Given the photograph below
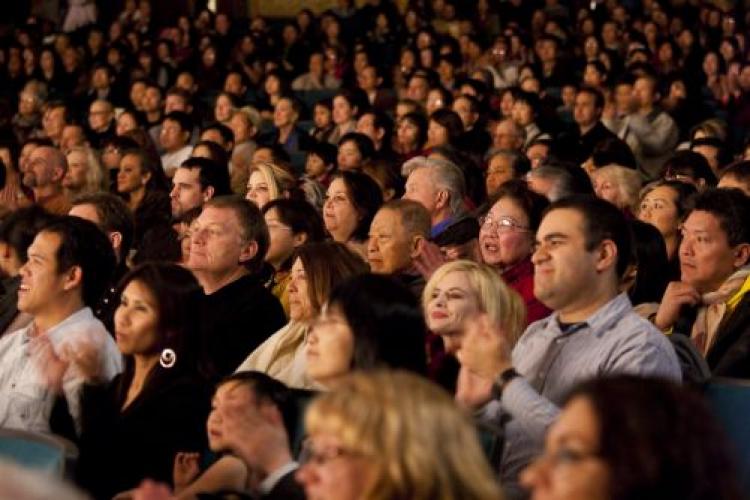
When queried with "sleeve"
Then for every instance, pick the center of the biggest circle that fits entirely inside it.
(532, 411)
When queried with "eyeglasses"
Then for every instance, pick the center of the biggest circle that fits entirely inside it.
(566, 457)
(502, 224)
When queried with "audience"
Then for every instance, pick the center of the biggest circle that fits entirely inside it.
(583, 249)
(134, 425)
(418, 139)
(69, 265)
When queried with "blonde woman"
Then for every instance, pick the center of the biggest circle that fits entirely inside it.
(85, 173)
(392, 436)
(461, 289)
(269, 181)
(619, 185)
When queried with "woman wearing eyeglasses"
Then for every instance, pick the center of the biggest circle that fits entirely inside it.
(506, 239)
(629, 437)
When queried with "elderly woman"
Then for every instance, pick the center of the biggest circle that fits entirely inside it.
(352, 200)
(395, 436)
(619, 186)
(291, 224)
(85, 174)
(317, 269)
(506, 240)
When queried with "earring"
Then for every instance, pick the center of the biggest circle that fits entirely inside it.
(168, 358)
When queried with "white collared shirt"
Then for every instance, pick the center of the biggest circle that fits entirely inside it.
(25, 399)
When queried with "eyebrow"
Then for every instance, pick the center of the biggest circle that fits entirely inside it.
(553, 236)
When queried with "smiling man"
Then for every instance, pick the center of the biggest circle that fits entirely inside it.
(69, 264)
(397, 233)
(583, 247)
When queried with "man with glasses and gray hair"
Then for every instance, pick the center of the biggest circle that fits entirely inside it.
(439, 186)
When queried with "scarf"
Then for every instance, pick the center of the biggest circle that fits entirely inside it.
(714, 306)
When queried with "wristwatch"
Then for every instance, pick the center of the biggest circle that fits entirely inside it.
(502, 381)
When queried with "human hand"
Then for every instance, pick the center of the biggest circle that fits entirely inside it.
(428, 259)
(255, 434)
(677, 295)
(484, 349)
(185, 470)
(472, 391)
(51, 365)
(148, 490)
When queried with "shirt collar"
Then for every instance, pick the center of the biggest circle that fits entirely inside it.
(600, 321)
(273, 478)
(54, 333)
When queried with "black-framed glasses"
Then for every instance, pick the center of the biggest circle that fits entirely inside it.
(501, 224)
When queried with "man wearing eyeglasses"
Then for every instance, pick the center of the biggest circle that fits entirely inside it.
(582, 249)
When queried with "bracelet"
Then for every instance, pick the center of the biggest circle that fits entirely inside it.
(502, 381)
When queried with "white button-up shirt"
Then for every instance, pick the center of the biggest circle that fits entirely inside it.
(25, 399)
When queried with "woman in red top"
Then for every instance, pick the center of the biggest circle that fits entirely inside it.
(506, 239)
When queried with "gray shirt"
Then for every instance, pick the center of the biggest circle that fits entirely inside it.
(551, 362)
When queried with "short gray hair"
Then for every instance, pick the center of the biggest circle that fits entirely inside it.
(446, 176)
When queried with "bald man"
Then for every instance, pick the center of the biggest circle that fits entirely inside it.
(44, 174)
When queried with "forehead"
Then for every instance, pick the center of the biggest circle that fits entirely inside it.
(420, 177)
(45, 243)
(704, 221)
(86, 211)
(186, 175)
(386, 219)
(664, 192)
(337, 186)
(565, 221)
(219, 215)
(455, 279)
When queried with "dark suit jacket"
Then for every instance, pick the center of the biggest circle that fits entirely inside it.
(119, 448)
(287, 488)
(242, 315)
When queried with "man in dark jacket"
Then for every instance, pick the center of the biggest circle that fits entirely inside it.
(229, 241)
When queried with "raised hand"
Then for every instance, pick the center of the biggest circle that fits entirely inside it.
(484, 349)
(186, 468)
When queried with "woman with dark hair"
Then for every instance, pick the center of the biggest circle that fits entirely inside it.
(647, 277)
(143, 184)
(370, 322)
(411, 135)
(627, 437)
(506, 239)
(348, 104)
(354, 150)
(317, 269)
(352, 200)
(663, 205)
(133, 426)
(291, 223)
(445, 129)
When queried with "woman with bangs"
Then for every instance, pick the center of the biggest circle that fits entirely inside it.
(392, 436)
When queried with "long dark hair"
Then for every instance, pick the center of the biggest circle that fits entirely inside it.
(386, 321)
(178, 298)
(659, 440)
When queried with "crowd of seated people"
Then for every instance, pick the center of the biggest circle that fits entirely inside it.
(388, 250)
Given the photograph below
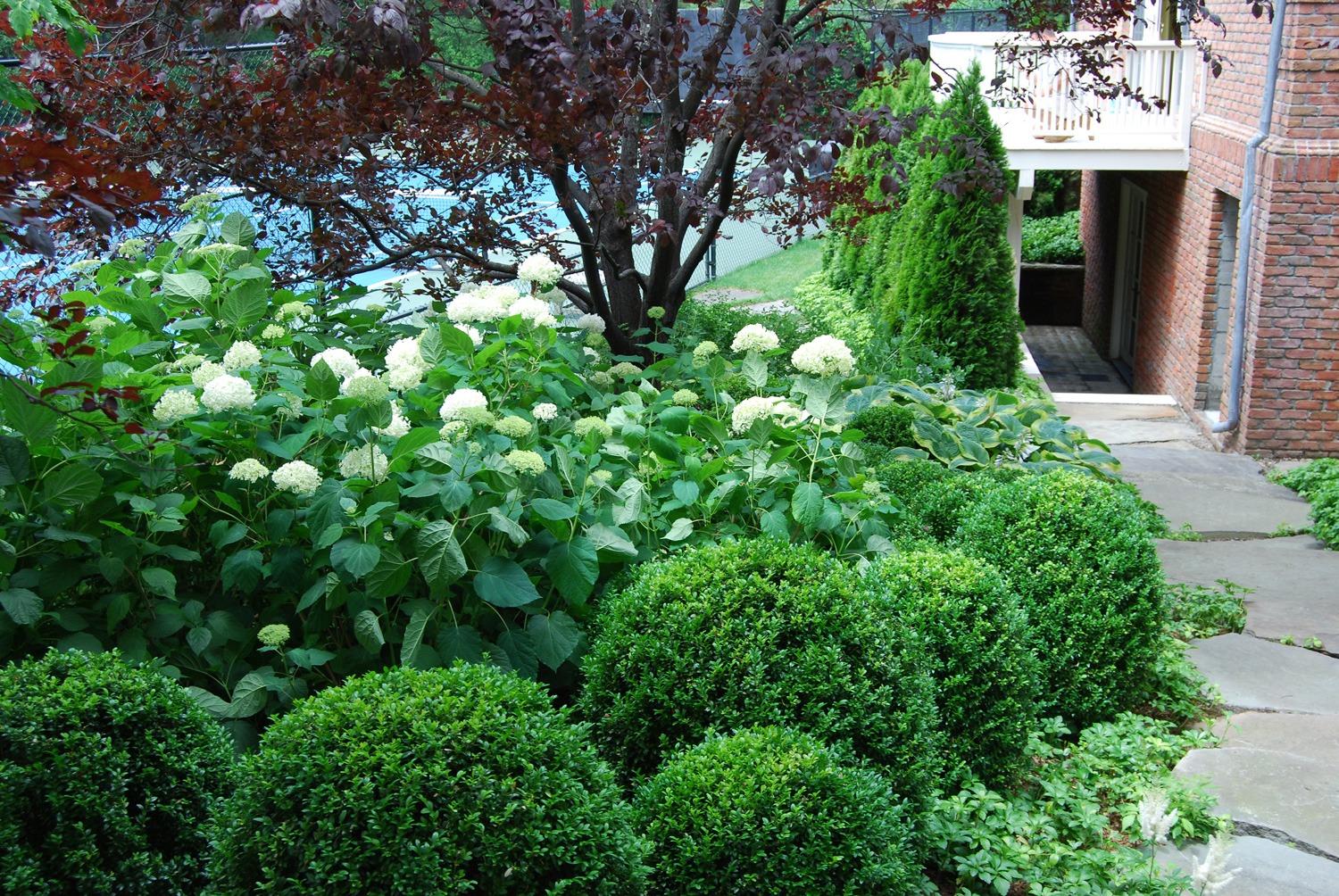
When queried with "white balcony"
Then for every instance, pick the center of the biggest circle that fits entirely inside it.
(1052, 123)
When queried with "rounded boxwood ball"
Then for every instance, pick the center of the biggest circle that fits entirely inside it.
(426, 783)
(109, 776)
(773, 812)
(982, 643)
(760, 633)
(1077, 551)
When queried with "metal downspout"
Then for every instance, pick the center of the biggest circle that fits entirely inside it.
(1247, 228)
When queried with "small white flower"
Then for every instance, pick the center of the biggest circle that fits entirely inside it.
(540, 270)
(754, 337)
(174, 406)
(248, 470)
(591, 323)
(241, 355)
(824, 356)
(460, 401)
(205, 372)
(364, 464)
(228, 393)
(297, 477)
(339, 361)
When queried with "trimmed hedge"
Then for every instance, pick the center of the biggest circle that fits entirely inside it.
(446, 781)
(760, 633)
(771, 812)
(1077, 551)
(109, 776)
(986, 668)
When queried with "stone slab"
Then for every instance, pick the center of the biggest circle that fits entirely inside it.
(1255, 674)
(1221, 507)
(1314, 737)
(1279, 794)
(1267, 868)
(1295, 582)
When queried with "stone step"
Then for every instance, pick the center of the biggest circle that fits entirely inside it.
(1267, 868)
(1295, 582)
(1255, 674)
(1274, 793)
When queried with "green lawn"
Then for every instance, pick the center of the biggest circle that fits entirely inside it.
(774, 276)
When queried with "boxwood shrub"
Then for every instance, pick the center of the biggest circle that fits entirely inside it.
(446, 781)
(760, 633)
(1077, 551)
(109, 777)
(771, 812)
(983, 649)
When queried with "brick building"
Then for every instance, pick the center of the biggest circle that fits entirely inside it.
(1162, 205)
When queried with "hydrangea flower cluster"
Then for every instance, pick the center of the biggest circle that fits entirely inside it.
(174, 406)
(228, 393)
(754, 337)
(241, 353)
(248, 470)
(299, 477)
(364, 464)
(824, 356)
(540, 270)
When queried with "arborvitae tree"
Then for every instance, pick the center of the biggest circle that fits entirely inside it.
(854, 256)
(952, 286)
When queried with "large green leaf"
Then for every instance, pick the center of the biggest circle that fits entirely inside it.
(553, 636)
(23, 606)
(573, 567)
(441, 558)
(503, 583)
(72, 485)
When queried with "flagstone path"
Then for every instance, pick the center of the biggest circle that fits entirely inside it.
(1277, 772)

PROBLEM TO WORK ON ->
Only the pictures stay behind; copy everything else in the records above exactly.

ANSWER TO THIS TASK ->
Given the photograph below
When queried with "sleeve"
Then for every instance, pick the center of the biggest circle that fits entirely inside it.
(532, 411)
When queried with "eyeglasses"
Then for every instance, pick the center of the biggest circle that fits entirely inside it.
(566, 457)
(502, 224)
When queried with "audience"
Then for every instance, pick the center of the biggest circle that fits entirely inside it.
(583, 249)
(134, 425)
(418, 139)
(69, 265)
When queried with "blonde woman"
Then for every instance, pick the center of the biggest circle that fits entirely inside it.
(85, 173)
(392, 436)
(461, 289)
(269, 181)
(619, 185)
When queried with "woman wearing eyeglasses"
Then for every instance, pick the center of the biggest circle that fits entirely inside it.
(506, 239)
(629, 437)
When queried with "elderly woman"
Then for every instance, pick the center of the biggest circle that fits entirely inside it.
(352, 200)
(395, 436)
(619, 186)
(291, 224)
(85, 174)
(317, 269)
(506, 240)
When queried with "earring"
Then for every instance, pick the center of the biggest circle that fits entirely inside it.
(168, 358)
When queried with "white collared shirt"
Then for every instance, pick the center of the biggest circle that fits entirely inside it.
(25, 399)
When queried with "eyebrow"
Then for every instance, pick the center of the biggest circle that fits entirely inside it.
(553, 236)
When queried with "smiling man"
Then for every instance, pick the center of the biggest circle that fits entirely inside it.
(69, 264)
(397, 233)
(583, 247)
When queried with "man with glasses and gray hair"
Then for every instance, pick the center of the biggest circle that fits entirely inside it.
(439, 186)
When queried with "scarf"
Then for every instance, pick the center of the biggest circle that fits entirely inside it.
(714, 306)
When queried with "wristwatch"
Then for every instance, pick the center of the biggest circle that fits entirely inside it.
(502, 381)
When queried with "human hand"
Then for every instance, pick the center of the biggest circle that fits entirely inside it.
(428, 259)
(255, 434)
(677, 295)
(484, 349)
(185, 470)
(472, 391)
(51, 365)
(148, 490)
When queried with "shirt collar"
Then for every instance, pick the center of the biggest circle that fits entirely inside it.
(600, 321)
(273, 478)
(54, 333)
When queried with "black-framed glasses"
Then for every instance, pick the center of the biggest circle that fits entirely inside it.
(501, 224)
When queried with "man wearing eyeglasses"
Then for every instance, pick the center of the biggest circle that fits entirely inside it.
(582, 249)
When queried with "bracelet"
Then for every instance, pick the center of the biggest circle that fits entirely inside it.
(502, 381)
When queried with "white button-up shirt"
Then for every instance, pick the center of the biggest circle that fits entirely inside it.
(25, 399)
When queried with "woman in red top"
Then for every instance, pick the center of the biggest circle that fits entirely inside it.
(506, 239)
When queried with "gray shirt"
Then for every instance, pick the center of the biggest circle that fits entirely inside it.
(551, 362)
When queried with "short gray hair"
Then for every instance, pick the center of the biggest circle that fits entirely inside it.
(446, 176)
When queried with "bald man"
Then for every instance, pick the center of the biggest circle that fits entirely inside it.
(44, 174)
When queried with "forehead"
Then for every instance, pick the center of the biggest circle that fits entirely inside it.
(420, 177)
(45, 243)
(704, 221)
(86, 211)
(186, 175)
(386, 219)
(664, 192)
(337, 186)
(565, 221)
(219, 215)
(455, 279)
When queried with "dark suit jacket"
Then for every instance, pick the center of the biggest circle that fits entirely inside it.
(119, 448)
(287, 488)
(242, 315)
When queried with "man in dark jacket"
Then for every instance, pick the center of the biggest circle that fits entirely inside it.
(229, 241)
When queried with "raised hand"
Then for every instance, pick the center of the biggest circle that fits entirely inside it.
(484, 349)
(186, 468)
When queried with "woman with dark hair"
Then for every instance, pick the center of the biggest circle that fits entirely inside it.
(647, 277)
(143, 184)
(370, 322)
(411, 135)
(627, 437)
(506, 239)
(348, 104)
(354, 150)
(317, 269)
(352, 200)
(663, 205)
(133, 426)
(291, 223)
(445, 129)
When queried with "woman with bangs"
Then for every instance, pick the center of the biggest circle that fits entirely inside it.
(392, 436)
When queried with "long dark hair"
Then for every instance, pick the center of the biggest circle that fits entirely inside it.
(386, 321)
(178, 298)
(659, 440)
When queried with "crowd of seated people"
Then for every instance, pick the center of the biggest circle that fits entirely inside it.
(388, 250)
Given the photograph below
When queried with "white balcony"
Then for every instance, pick the center of the biggest circle that fits entirely inside it.
(1052, 123)
When queried with "rounded boxwood ball"
Then for every instance, pick the center of the biggest circle that fits entirely inside it.
(426, 783)
(109, 776)
(773, 812)
(982, 643)
(760, 633)
(1077, 551)
When queried with "metal downspout"
Then for every instance, pick the center of the biggest circle that fits entirely inside it.
(1247, 228)
When queried with "small white flower"
Then for every instance, pick the center of the biggest circle that fits entirely inside it.
(540, 270)
(754, 337)
(174, 406)
(248, 470)
(591, 323)
(241, 355)
(824, 356)
(460, 401)
(205, 372)
(364, 464)
(228, 393)
(297, 477)
(339, 361)
When queried with "trimmed hedge"
Then for every instance, pick the center of the biggest circle that fits entirely inside it.
(446, 781)
(760, 633)
(771, 812)
(1077, 551)
(109, 776)
(986, 668)
When queried with "stone slab"
Then for every instance, pick the center of the biggest circle that fits entirely inside it.
(1255, 674)
(1221, 507)
(1314, 737)
(1279, 794)
(1267, 868)
(1295, 582)
When queried with "stone step"
Then for every instance, pick the center of the biggest circle that fits entirely inside it.
(1267, 868)
(1295, 582)
(1255, 674)
(1274, 793)
When queried with "green lawn"
Then for every instance, pick the center of the biggest circle that fits entirely inside it.
(774, 276)
When queried with "boxwood shrub"
Then for every instance, pick the center of the biggest circle that fits entirely inside it.
(446, 781)
(760, 633)
(1077, 551)
(109, 777)
(771, 812)
(983, 649)
When queried with "brick building"
Then for every instance, pick the center of the biggest circle that fits entirely inside it.
(1162, 205)
When queried with "hydrangea flower cluster"
Then for every instance, pick the center of the biggest circle that fits entirely inside it.
(174, 406)
(228, 393)
(754, 337)
(241, 353)
(248, 470)
(299, 477)
(364, 464)
(824, 356)
(540, 270)
When queried with "arborvitae tree"
Then for every instance, pick the center of the biggest circle that fits entirely inside it.
(854, 256)
(952, 286)
When queried with "large green leaf"
Then for every instance, pick the center of the biggest circle that fits entirely inside it.
(553, 636)
(23, 606)
(573, 567)
(441, 558)
(503, 583)
(72, 485)
When queried with "flagstone path"
Then for every instance, pick the center of the biggest circle that fits entirely inside it.
(1277, 772)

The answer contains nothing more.